Source document:
Custom Optimizers ([issue 220](https://github.com/zalandoresearch/flair/issues/220))
You can now choose other optimizers besides SGD, i.e. any PyTorch optimizer, plus our own modified implementations of SDG and Adam, namely SGDW and AdamW.
Learning Rate Finder ([issue 228](https://github.com/zalandoresearch/flair/issues/228))
A new helper method to assist you in finding a [good learning rate for model training](https://github.com/zalandoresearch/flair/blob/master/resources/docs/TUTORIAL_8_MODEL_OPTIMIZATION.md#finding-the-best-learning-rate).
Breaking Changes
This release introduces breaking changes. The most important are:
Unified Model Trainer ([issue 189](https://github.com/zalandoresearch/flair/issues/189))
Instead of maintaining two separate trainer classes for sequence labeling and text classification, we now have one model training class, namely `ModelTrainer`. This replaces the earlier classes `SequenceTaggerTrainer` and `TextClassifierTrainer`.

(Point-based annotation data)
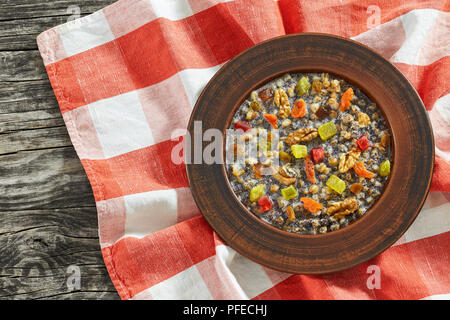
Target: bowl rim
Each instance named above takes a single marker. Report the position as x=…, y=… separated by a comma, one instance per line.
x=385, y=244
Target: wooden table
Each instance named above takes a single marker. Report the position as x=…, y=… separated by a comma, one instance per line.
x=48, y=219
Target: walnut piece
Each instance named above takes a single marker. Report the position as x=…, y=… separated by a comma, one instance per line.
x=385, y=139
x=284, y=176
x=363, y=119
x=343, y=208
x=281, y=100
x=348, y=160
x=301, y=135
x=290, y=213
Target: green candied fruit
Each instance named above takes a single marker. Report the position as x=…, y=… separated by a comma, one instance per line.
x=256, y=192
x=336, y=184
x=385, y=168
x=327, y=130
x=289, y=192
x=299, y=151
x=302, y=86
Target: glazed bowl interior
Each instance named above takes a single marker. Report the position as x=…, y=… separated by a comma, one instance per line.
x=355, y=82
x=412, y=152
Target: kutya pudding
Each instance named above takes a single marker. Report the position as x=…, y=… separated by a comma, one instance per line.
x=308, y=153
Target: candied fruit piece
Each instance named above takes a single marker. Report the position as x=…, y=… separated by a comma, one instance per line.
x=265, y=203
x=284, y=156
x=323, y=112
x=385, y=168
x=266, y=94
x=327, y=130
x=302, y=86
x=360, y=170
x=256, y=192
x=299, y=150
x=311, y=205
x=346, y=99
x=299, y=109
x=363, y=142
x=289, y=192
x=317, y=154
x=336, y=184
x=272, y=119
x=309, y=169
x=243, y=125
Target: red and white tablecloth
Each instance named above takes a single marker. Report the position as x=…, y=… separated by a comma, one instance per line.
x=128, y=75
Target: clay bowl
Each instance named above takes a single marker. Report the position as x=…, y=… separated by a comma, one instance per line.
x=412, y=153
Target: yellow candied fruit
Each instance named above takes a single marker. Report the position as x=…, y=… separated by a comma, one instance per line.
x=327, y=130
x=336, y=184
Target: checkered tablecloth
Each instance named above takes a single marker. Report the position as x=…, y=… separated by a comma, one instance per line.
x=128, y=75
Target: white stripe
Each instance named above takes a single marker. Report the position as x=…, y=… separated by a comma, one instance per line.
x=444, y=296
x=194, y=80
x=431, y=221
x=149, y=212
x=440, y=120
x=171, y=9
x=121, y=124
x=251, y=279
x=186, y=285
x=418, y=24
x=78, y=36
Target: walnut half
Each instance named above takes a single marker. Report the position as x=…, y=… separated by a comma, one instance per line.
x=301, y=135
x=343, y=208
x=348, y=160
x=281, y=100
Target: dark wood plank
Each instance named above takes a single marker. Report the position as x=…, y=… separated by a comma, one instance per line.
x=26, y=9
x=22, y=22
x=38, y=246
x=52, y=178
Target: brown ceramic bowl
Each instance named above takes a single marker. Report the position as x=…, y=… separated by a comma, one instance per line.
x=412, y=153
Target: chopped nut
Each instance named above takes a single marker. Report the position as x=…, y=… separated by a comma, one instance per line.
x=290, y=213
x=363, y=119
x=286, y=123
x=314, y=189
x=251, y=114
x=343, y=208
x=385, y=139
x=356, y=187
x=302, y=135
x=237, y=171
x=348, y=160
x=284, y=180
x=274, y=188
x=291, y=92
x=255, y=105
x=333, y=162
x=281, y=100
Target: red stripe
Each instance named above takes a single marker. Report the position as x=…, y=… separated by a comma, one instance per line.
x=429, y=80
x=137, y=264
x=346, y=19
x=413, y=270
x=137, y=171
x=441, y=175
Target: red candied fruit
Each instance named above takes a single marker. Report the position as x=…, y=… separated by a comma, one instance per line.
x=243, y=125
x=265, y=203
x=317, y=155
x=363, y=142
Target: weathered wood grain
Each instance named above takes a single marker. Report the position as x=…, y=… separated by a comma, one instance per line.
x=52, y=178
x=48, y=218
x=26, y=9
x=38, y=246
x=21, y=23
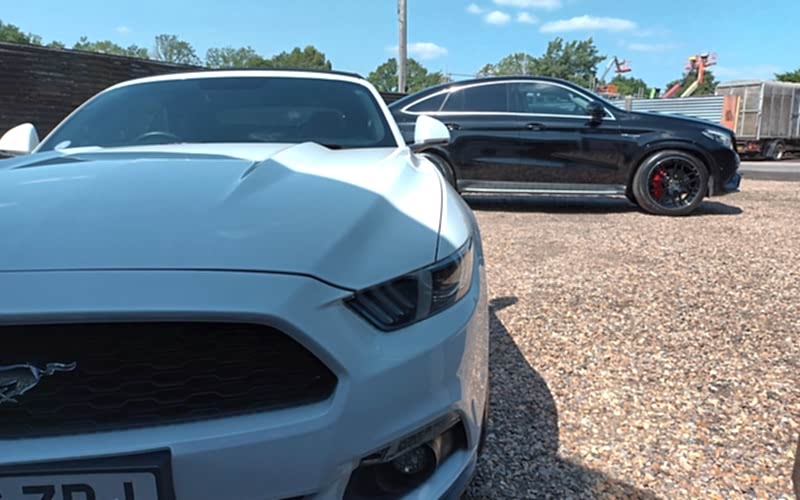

Goals:
a – Translate this sentence from the release notes into Spanish: "This replaces the earlier classes `SequenceTaggerTrainer` and `TextClassifierTrainer`."
b – Decide whether each statement agrees with the release notes. Answer yes or no, and quote the deciding words. (i) SGD is the only optimizer that can be chosen. (ii) The release includes a modified implementation of Adam called AdamW. (iii) Sequence labeling and text classification still use separate trainer classes.
c – Recast the paragraph in the release notes that begins "Instead of maintaining two separate trainer classes" as a short bulleted list that keeps its main facts.

Final answers:
a – Esto reemplaza las clases anteriores `SequenceTaggerTrainer` y `TextClassifierTrainer`.

b –
(i) No: "You can now choose other optimizers besides SGD"
(ii) Yes: "namely SGDW and AdamW"
(iii) No: "we now have one model training class, namely `ModelTrainer`"

c –
- There are no longer two separate trainer classes for sequence labeling and text classification.
- A single model training class, `ModelTrainer`, is used now.
- It replaces the earlier `SequenceTaggerTrainer` and `TextClassifierTrainer` classes.